Trecho selecionado:
Publicado originalmente no site da Livraria Cultura.

O Futuro Existe.
Por Gustavo Ranieri.

Durante os 64 anos de vida e as quatro décadas dedicadas ao jornalismo, em especial ao econômico e político, Míriam Leitão testemunhou um Brasil que se transformou enormemente – em alguns dos períodos, como durante os 21 anos de ditadura militar, viu e sentiu esse processo de mudanças de forma traumatizante –, em boa parte das vezes para melhor, mas que nem por isso conseguiu se libertar de determinadas condutas e desigualdades assombrosas que imperam nesta terra desde os tempos coloniais. Celebrou a reconquista do regime democrático, pós-1985, acompanhou de perto governos trôpegos e registrou grandes acertos que trouxeram o país ao século atual. Mas, do que experenciou, daqueles que entrevistou e de todos os rostos que conheceu, sobrou uma pergunta: por que o Brasil, sejam os governantes, sejam os governados, não pensa no futuro?

A inquietação a motivou a se debruçar por quatro anos sobre o assunto, até publicar, em 2015, o livro História do futuro – O horizonte do Brasil no século XXI, pela editora Intrínseca – também são de sua autoria A verdade é teimosa, Tempos extremos, Saga brasileira, além de três títulos para crianças. Reeditada agora, é essa publicação que fez Míriam encarar sua mais recente e enorme empreitada: levar as temáticas abordadas em 450 páginas para o formato televisivo.

A série, que leva o mesmo nome do livro, estreou no fim de outubro no canal GloboNews – onde ela é apresentadora – e pode ser assistida até 21 de dezembro, sempre às quintas-feiras, às 21h30. Para isso, percorreu durante seis meses 42.000 quilômetros pelo país, conheceu os diferentes biomas e suas importâncias, a verdadeira diversidade que marca o povo e encontrou, principalmente, em cada lugar e pessoa com quem cruzou, o reflexo dela mesma. “Penso que esse é o momento para se ler ou reler o livro História do futuro, pois a questão política está chegando a um momento de tomada de decisão. Não indico uma decisão nem na série nem no livro, vai por aqui, vai por lá. Mostro as políticas erradas e certas de governos diferentes. Para mim, o que interessa é a política boa e a política ruim. Política boa, sucesso e fracasso das políticas públicas, erro e avaliação do Brasil e acerto e avaliação do país. E não interessa que partido. E meu livro e a série fazem olhar bem para frente. E, portanto, essa é a contribuição que quero dar. Usei tudo o que aprendi na minha maturidade profissional e, depois de rodar duas vezes o Brasil, uma para o livro e uma para a série, pensei: olha, é isso o que tenho para contar, e cada um tome a sua decisão e forme o seu pensamento.”

Exercício proposto: Edite o texto sobre Míriam Leitão de "Durante os 64" até "pensa no futuro?", inclusive, e troque "governos trôpegos" por "governos vacilantes". Os itens não têm nenhuma relação com o texto sobre Míriam Leitão.

Dados de origem:
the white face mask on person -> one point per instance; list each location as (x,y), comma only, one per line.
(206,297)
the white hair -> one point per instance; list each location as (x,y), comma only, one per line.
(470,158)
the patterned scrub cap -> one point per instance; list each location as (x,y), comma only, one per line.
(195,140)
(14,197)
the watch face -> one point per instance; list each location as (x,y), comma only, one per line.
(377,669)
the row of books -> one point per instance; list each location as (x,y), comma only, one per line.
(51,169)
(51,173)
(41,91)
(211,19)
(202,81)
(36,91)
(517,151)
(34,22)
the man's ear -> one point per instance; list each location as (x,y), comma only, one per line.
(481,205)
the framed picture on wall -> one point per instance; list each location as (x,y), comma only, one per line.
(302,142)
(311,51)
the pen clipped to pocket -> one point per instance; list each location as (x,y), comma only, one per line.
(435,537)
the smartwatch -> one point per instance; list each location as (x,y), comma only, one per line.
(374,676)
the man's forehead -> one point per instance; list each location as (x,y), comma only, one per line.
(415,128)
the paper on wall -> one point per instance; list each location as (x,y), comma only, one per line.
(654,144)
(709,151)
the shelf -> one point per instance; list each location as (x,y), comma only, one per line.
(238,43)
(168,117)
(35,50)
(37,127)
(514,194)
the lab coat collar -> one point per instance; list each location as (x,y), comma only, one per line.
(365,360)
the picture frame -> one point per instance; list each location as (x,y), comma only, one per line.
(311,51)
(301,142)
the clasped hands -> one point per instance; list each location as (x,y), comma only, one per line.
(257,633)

---

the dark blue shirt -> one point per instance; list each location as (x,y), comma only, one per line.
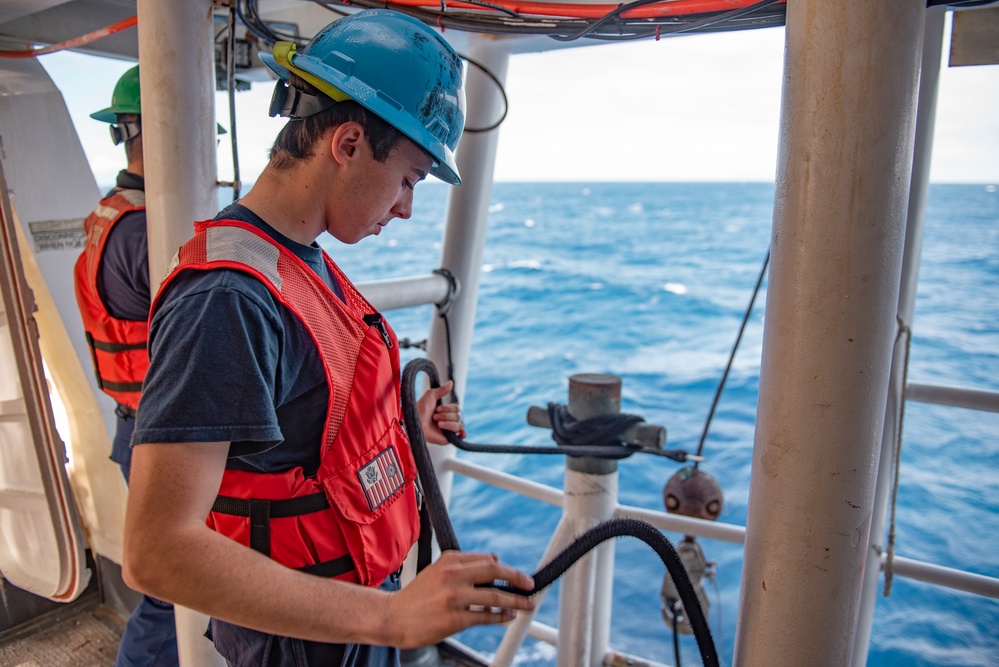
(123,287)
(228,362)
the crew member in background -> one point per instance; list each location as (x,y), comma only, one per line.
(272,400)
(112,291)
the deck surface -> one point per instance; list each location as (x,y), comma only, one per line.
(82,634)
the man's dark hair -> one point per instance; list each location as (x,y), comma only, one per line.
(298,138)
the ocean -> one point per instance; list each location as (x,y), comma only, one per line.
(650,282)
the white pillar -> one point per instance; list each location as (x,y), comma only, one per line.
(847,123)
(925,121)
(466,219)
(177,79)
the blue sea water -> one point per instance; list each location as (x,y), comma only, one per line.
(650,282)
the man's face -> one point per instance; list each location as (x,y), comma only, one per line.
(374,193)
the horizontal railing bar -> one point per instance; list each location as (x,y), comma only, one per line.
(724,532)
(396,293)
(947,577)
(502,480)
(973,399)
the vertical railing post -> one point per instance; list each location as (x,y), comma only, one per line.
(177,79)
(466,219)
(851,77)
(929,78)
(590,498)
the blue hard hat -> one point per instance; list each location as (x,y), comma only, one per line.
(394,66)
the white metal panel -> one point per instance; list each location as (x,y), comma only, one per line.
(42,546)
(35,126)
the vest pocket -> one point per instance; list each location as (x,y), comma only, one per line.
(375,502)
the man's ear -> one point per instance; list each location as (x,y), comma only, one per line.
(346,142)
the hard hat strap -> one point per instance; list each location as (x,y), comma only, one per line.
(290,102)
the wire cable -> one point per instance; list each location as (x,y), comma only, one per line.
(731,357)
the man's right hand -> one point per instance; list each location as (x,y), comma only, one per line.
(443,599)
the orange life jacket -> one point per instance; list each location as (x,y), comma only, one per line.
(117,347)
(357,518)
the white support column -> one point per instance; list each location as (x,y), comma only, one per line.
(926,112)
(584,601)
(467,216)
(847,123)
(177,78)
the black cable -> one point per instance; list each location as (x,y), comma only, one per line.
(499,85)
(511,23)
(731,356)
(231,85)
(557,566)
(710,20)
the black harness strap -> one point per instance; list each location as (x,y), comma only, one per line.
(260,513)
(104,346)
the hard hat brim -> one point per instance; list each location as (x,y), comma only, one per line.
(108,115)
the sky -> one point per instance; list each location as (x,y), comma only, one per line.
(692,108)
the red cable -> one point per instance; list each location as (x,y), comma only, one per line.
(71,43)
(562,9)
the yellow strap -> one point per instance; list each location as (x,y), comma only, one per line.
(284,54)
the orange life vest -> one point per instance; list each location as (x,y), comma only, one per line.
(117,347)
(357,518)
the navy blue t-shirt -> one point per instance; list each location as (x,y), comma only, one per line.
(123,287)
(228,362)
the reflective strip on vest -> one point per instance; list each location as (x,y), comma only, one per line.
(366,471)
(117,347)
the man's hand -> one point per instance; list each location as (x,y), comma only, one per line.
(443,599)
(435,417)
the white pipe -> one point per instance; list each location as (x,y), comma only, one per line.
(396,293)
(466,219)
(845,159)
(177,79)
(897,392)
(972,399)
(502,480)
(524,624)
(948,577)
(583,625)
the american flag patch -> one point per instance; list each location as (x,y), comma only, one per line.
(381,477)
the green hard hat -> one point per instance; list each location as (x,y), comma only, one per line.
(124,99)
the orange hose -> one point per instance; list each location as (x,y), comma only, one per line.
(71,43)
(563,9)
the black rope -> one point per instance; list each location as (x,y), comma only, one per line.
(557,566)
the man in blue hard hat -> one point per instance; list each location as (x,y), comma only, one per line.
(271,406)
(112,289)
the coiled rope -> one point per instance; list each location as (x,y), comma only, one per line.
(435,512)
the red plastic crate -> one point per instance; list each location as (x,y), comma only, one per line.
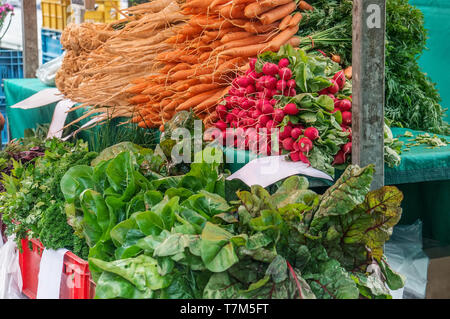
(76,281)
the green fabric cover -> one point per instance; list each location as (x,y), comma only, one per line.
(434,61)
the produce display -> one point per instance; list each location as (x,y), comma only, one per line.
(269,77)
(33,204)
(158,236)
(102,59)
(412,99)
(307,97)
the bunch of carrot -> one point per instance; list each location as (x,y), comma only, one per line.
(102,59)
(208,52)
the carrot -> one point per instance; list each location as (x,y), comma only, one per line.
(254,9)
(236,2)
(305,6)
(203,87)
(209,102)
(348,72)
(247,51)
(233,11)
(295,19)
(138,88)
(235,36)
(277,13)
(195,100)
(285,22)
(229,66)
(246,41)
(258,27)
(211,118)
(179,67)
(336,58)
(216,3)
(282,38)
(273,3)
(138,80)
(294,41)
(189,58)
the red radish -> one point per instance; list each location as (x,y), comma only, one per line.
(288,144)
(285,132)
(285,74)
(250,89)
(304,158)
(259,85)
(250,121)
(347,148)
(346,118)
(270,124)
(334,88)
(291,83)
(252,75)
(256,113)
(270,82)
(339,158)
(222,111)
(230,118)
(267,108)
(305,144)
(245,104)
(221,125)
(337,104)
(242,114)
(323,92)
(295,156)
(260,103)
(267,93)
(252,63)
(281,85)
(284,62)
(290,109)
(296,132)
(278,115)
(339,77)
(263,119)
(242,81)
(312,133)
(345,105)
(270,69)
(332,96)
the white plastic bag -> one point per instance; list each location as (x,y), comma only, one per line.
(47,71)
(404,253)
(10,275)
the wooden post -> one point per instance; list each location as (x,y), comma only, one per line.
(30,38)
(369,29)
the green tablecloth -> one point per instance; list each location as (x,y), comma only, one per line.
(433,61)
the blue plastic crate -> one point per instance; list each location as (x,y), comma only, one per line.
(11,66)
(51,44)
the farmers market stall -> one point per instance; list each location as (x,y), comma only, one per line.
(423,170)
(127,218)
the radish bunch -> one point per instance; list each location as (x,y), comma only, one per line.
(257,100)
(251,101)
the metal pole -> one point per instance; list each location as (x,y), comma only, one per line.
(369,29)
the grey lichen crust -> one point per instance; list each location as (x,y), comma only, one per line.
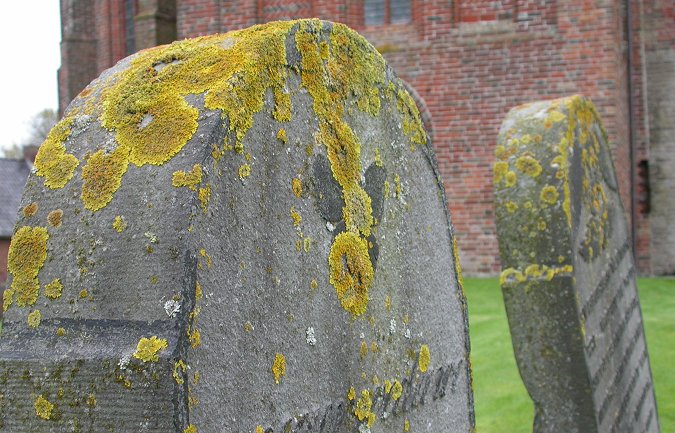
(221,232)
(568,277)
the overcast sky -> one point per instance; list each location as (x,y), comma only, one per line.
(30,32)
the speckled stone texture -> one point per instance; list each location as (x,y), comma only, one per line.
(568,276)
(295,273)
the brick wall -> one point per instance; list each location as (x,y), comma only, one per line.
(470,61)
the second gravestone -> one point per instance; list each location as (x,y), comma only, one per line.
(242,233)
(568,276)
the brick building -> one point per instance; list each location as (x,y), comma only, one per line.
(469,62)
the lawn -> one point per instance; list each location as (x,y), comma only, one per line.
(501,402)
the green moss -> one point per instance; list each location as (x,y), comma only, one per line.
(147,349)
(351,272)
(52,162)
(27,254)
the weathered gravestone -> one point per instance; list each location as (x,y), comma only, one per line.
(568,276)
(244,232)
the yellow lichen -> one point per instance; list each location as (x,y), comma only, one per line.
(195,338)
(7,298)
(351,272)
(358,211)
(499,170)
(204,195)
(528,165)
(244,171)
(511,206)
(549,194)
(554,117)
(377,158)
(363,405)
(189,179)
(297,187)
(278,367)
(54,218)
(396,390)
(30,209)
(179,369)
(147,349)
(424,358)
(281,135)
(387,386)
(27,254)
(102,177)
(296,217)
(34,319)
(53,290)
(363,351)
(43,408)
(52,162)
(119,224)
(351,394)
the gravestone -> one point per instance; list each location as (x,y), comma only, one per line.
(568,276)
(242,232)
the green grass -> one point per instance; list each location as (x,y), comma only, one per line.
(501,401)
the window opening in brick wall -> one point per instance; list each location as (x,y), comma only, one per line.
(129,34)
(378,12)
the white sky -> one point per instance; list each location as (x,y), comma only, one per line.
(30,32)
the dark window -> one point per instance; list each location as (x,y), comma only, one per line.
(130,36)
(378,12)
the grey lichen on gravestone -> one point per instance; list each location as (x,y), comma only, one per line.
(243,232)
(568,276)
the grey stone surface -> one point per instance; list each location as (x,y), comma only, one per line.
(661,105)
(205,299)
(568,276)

---

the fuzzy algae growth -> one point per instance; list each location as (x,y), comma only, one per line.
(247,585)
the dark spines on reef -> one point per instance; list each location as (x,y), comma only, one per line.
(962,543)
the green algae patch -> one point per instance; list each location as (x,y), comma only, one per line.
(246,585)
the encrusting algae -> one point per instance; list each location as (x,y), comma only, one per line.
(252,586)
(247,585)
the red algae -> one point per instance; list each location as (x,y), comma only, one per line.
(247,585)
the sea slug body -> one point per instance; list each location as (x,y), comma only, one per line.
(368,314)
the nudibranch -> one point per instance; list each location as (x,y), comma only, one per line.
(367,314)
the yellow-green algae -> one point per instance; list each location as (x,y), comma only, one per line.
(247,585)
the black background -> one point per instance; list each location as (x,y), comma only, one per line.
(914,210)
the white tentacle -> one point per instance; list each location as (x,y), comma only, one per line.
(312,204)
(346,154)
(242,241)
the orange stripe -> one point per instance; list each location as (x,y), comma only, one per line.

Resposta escrita:
Durante os 64 anos de vida e as quatro décadas dedicadas ao jornalismo, em especial ao econômico e político, Míriam Leitão testemunhou um Brasil que se transformou enormemente – em alguns dos períodos, como durante os 21 anos de ditadura militar, viu e sentiu esse processo de mudanças de forma traumatizante –, em boa parte das vezes para melhor, mas que nem por isso conseguiu se libertar de determinadas condutas e desigualdades assombrosas que imperam nesta terra desde os tempos coloniais. Celebrou a reconquista do regime democrático, pós-1985, acompanhou de perto governos vacilantes e registrou grandes acertos que trouxeram o país ao século atual. Mas, do que experenciou, daqueles que entrevistou e de todos os rostos que conheceu, sobrou uma pergunta: por que o Brasil, sejam os governantes, sejam os governados, não pensa no futuro?